Aim of the exercise: Pick up the forum post about how large language models work where it stops, continuing on from its last sentence.

═════ Text excerpt

An AI / LLM is a database you can talk to (query) using natural language. It is an amazing achievement, famously fooling one of Google's own software engineers (Blake Lemoine) into believing the machinery was sentient.
But it's still a database. It's trained for weeks on a datasets to set the weights in the neural network. Tokens from prompts filter through the (static) neural network repeatedly building a response ("inferring").
The problem is as the tokens cycle through the neural network, building the response by filtering through the weights, it's impossible for a human to know exactly what it's doing - specifically how it's reasoning to come to its conclusions. That's where the field of Explainable AI comes in.
To help people get a handle on AI, here's how they're priced - based on tokens:
https://learn.microsoft.com/en...
https://help.openai.com/en/art...
A bunch of weights in a neural network (the weights set by weeks of continuous training on a dataset), tokens extracted from prompts, filter through the neural network, building the output. Is the possibility of sentience in there? Consciousness? What's the core action being taken? How exactly is a token response built?

══════════
═════ Supplied information

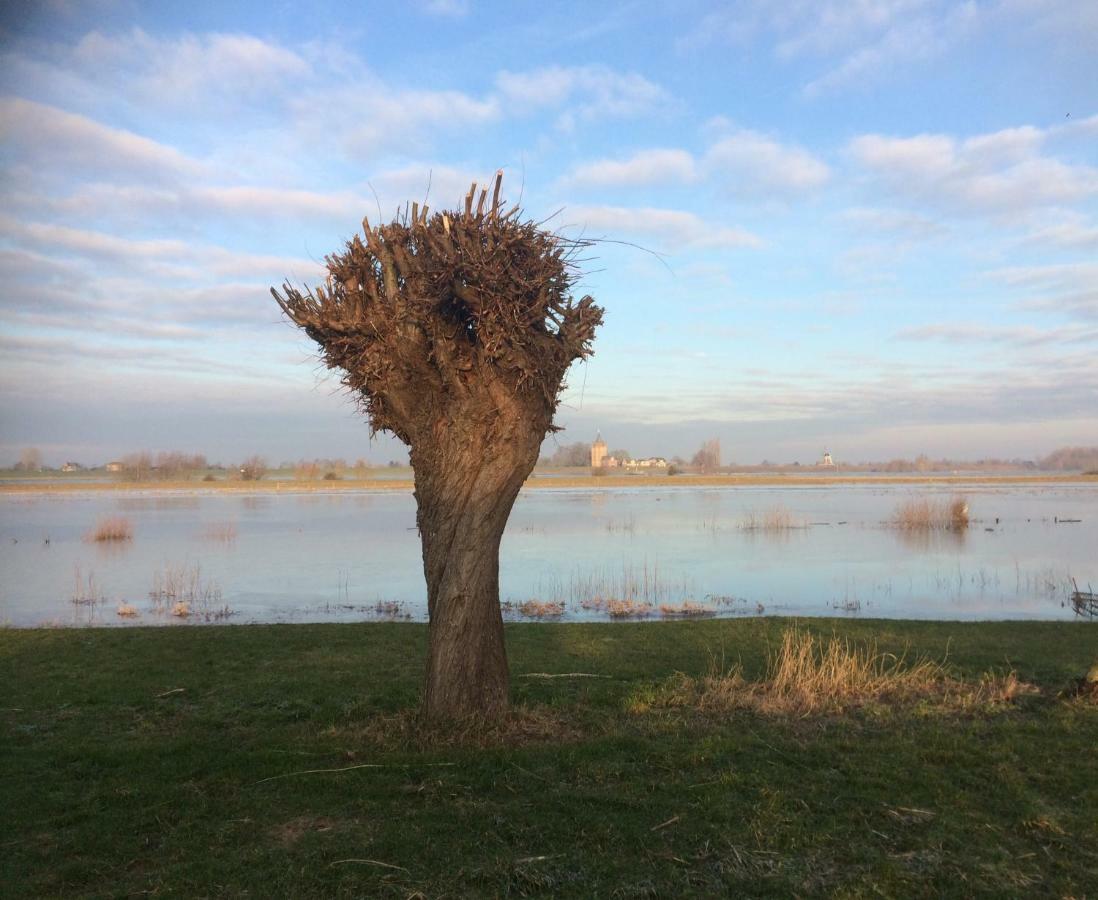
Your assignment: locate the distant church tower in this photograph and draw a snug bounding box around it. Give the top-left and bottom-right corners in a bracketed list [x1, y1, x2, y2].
[591, 431, 606, 469]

══════════

Response to the task:
Here's a description from IBM:
During the training process, these models learn to predict the next word in a sentence based on the context provided by the preceding words. The model does this through attributing a probability score to the recurrence of words that have been tokenized— broken down into smaller sequences of characters. These tokens are then transformed into embeddings, which are numeric representations of this context.
To ensure accuracy, this process involves training the LLM on a massive corpora of text (in the billions of pages), allowing it to learn grammar, semantics and conceptual relationships through zero-shot and self-supervised learning. Once trained on this training data, LLMs can generate text by autonomously predicting the next word based on the input they receive, and drawing on the patterns and knowledge they've acquired. The result is coherent and contextually relevant language generation that can be harnessed for a wide range of NLU and content generation tasks.
Once it's trained, it's trained. The neural network and its weights are set. Then it's time to query / prompt.
It's amazing stuff. That the machinery can do this is astonishing. But it's feeding tokens through a trained, static neural network.
Now... right now it's trained on binary data, audio, video, images, text. Prompts are tokenized from incoming text strings. The technology is in its infancy. Could you program something around this core system to be a decision making platform that could be placed in a robot which could navigate its environment, and make decisions about what to do? I think that's coming. That would require being able to tokenize the world around it. I suspect it would take a vast amount of training data that may be beyond current computing and electrical power capabilities. This is nascent technology and there's a long road ahead.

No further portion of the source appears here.